- **What the task asks**: Reproduce the records word for word, from the line containing "wooden platform plank." through the last line of the records, with both of those lines included.

---+---

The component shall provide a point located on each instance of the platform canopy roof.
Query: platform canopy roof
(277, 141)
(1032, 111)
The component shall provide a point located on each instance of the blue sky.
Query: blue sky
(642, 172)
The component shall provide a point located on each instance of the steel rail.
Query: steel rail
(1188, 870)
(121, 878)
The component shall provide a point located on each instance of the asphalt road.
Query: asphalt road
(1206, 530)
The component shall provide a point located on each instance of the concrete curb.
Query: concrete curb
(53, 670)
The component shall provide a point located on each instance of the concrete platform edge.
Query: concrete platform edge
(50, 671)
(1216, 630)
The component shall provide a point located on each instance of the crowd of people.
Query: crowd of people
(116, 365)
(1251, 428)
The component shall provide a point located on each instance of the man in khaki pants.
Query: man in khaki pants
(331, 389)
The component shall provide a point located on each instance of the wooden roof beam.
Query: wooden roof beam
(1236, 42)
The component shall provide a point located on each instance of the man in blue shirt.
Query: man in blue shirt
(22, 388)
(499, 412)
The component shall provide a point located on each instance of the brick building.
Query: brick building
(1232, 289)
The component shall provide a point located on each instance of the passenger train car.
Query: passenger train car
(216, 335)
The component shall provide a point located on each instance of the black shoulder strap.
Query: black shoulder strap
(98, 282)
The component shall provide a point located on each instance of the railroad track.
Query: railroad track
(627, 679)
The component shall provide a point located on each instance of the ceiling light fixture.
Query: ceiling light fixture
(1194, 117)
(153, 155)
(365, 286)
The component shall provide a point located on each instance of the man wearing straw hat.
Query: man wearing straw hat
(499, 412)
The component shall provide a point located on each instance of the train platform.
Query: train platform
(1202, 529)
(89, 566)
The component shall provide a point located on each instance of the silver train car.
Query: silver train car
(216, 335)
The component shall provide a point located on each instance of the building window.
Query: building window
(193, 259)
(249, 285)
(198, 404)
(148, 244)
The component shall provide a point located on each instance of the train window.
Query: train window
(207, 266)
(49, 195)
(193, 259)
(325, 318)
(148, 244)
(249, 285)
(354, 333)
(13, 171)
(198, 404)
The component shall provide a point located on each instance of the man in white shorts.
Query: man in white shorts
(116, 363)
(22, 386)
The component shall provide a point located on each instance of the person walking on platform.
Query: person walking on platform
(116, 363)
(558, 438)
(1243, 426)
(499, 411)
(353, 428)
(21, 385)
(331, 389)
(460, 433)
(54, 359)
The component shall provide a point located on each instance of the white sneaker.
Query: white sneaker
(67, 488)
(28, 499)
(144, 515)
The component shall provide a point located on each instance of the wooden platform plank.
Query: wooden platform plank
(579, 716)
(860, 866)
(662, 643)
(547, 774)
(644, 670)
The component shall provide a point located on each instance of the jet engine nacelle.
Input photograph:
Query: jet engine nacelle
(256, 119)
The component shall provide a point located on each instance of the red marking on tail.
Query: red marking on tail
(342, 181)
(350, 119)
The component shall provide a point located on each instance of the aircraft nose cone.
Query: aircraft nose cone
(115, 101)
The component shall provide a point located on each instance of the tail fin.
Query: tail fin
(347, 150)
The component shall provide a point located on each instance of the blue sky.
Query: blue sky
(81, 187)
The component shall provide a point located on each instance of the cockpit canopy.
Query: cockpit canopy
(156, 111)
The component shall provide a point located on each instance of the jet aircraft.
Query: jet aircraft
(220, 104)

---+---

- **The output**:
The component shall provide a point located on each instance of the wooden platform plank.
Query: wooden platform plank
(579, 716)
(860, 866)
(662, 643)
(547, 774)
(644, 670)
The component shall provide a point located on each instance of the jet engine nacelle.
Input photograph:
Query: jet engine nacelle
(256, 119)
The component shall provide a point located on each instance of the red marking on tail.
Query: red marking on tail
(342, 181)
(350, 119)
The component shall provide a point located on each instance of the aircraft nose cone.
Query: aircraft nose cone
(115, 101)
The component shall provide a point located on each instance of the tail fin.
Query: tail fin
(347, 150)
The component shall provide a point located on each instance of the blue sky.
Query: blue sky
(81, 187)
The component shall provide a point located on each instance of the cockpit canopy.
Query: cockpit canopy
(156, 111)
The component shall provide a point located on each instance of the jet aircraft.
Query: jet aircraft
(220, 104)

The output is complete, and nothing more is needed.